Source data ▸
━━━━━━━━━━━━━━━━━━━━━━━━━━━━━━

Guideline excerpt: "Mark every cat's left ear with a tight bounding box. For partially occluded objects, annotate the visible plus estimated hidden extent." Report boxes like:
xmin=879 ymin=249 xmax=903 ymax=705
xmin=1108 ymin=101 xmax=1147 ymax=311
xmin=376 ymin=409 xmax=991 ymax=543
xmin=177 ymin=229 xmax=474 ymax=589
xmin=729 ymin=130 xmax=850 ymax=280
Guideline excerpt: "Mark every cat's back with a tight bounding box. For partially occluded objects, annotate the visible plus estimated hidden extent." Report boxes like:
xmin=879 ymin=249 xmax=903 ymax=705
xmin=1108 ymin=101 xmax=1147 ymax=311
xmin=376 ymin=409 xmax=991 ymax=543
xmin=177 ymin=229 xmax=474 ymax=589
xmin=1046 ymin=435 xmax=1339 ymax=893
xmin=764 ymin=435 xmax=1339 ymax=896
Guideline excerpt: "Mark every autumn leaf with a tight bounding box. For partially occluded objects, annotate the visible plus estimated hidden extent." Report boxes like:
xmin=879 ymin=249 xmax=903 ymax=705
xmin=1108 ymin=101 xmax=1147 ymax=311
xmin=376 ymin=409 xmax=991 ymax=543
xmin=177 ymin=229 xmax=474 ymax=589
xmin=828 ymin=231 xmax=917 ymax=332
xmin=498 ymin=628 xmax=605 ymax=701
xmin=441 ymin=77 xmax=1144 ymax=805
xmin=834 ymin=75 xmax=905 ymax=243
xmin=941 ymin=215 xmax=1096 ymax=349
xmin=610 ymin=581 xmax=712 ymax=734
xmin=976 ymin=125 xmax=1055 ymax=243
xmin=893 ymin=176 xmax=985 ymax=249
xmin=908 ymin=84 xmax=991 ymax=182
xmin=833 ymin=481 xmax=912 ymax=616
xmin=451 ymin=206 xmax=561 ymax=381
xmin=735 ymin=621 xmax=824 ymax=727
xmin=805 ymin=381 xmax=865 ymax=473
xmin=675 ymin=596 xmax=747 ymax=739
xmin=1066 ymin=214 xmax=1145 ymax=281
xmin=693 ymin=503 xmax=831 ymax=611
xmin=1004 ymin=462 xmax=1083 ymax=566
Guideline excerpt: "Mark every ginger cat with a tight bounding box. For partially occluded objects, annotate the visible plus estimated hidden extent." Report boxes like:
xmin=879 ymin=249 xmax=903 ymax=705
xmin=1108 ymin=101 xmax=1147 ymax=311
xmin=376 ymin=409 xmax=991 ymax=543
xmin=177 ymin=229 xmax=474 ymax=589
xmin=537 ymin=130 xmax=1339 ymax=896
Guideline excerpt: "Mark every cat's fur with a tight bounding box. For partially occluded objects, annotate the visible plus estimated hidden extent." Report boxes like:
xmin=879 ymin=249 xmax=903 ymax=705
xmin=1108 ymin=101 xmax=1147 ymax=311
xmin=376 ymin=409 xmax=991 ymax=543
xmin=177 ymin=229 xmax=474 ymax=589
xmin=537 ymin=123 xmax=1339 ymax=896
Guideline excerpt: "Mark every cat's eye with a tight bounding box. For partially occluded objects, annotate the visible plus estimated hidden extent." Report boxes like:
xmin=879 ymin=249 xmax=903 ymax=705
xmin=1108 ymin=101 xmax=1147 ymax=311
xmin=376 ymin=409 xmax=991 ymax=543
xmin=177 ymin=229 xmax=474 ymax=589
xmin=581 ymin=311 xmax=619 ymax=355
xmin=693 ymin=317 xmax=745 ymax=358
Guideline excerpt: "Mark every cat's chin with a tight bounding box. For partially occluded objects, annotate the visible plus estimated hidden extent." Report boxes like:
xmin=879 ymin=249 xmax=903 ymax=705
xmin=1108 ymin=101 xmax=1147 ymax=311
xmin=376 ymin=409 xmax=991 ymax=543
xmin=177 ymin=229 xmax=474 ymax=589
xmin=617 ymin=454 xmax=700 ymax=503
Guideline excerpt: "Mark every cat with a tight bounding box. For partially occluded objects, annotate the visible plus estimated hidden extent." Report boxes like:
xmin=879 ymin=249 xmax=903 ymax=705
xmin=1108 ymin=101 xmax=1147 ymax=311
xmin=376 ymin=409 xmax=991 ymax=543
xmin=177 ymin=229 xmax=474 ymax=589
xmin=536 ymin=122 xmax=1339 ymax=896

━━━━━━━━━━━━━━━━━━━━━━━━━━━━━━

CHALLENGE ▸
Copy the lines above word for word, from the first one through the line with "xmin=729 ymin=130 xmax=850 ymax=280", and include that line.

TASK RESPONSE ▸
Guideline excerpt: "Mark every cat's left ear with a tight bounding box. For partially occluded objects, annotate the visible plus estimated hidden extent." Report boxes like:
xmin=879 ymin=249 xmax=903 ymax=705
xmin=1108 ymin=101 xmax=1147 ymax=311
xmin=376 ymin=409 xmax=991 ymax=543
xmin=177 ymin=229 xmax=474 ymax=589
xmin=729 ymin=130 xmax=850 ymax=280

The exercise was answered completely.